→ **SOURCE EXCERPT**
'''
There were no public comments received as a result of publishing in the Federal Register a 60-day Notice of Intention to Request Clearance of Information Collection for this survey. However, comments were solicited from the following professionals associated with volunteerism and volunteer administration:

Tom Benjamin, President, EASI (Environmental Alliance for Senior Involvement).

Betty Stallings, Volunteerism Consultant, BBS (Building Better Skills), Author of the 60-minute Module Series on volunteer management customized by the NPS for the VIP program.

Katie Campbell, Certified Volunteer Administrator, Volunteerism Consultant, and former Executive Director of AVA (Association of Volunteer Administration).

John Throop, Executive Director of AVA.

Robb Hampton, Director, NPLD (National Public Lands Day).

Gail Cunningham, Vice President, Managing Director, Great American Cleanup (Keep America Beautiful).

Nancy Macduff, Volunteerism Consultant, Macduff/Buff Associates.

Christopher Toppe, Senior Social Scientist, Points of Light Foundation.
'''
→ **WHAT NEEDS TO BE DONE**
Reproduce the passage about comments on the survey word for word, from "Tom Benjamin, President, EASI" to "Public Lands Day).".

→ **DATA SEGMENT**
'''
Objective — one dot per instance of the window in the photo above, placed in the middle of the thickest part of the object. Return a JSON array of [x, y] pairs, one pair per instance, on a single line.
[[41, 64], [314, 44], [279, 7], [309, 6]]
'''
→ **COMPLETED EXERCISE**
Tom Benjamin, President, EASI (Environmental Alliance for Senior Involvement).

Betty Stallings, Volunteerism Consultant, BBS (Building Better Skills), Author of the 60-minute Module Series on volunteer management customized by the NPS for the VIP program.

Katie Campbell, Certified Volunteer Administrator, Volunteerism Consultant, and former Executive Director of AVA (Association of Volunteer Administration).

John Throop, Executive Director of AVA.

Robb Hampton, Director, NPLD (National Public Lands Day).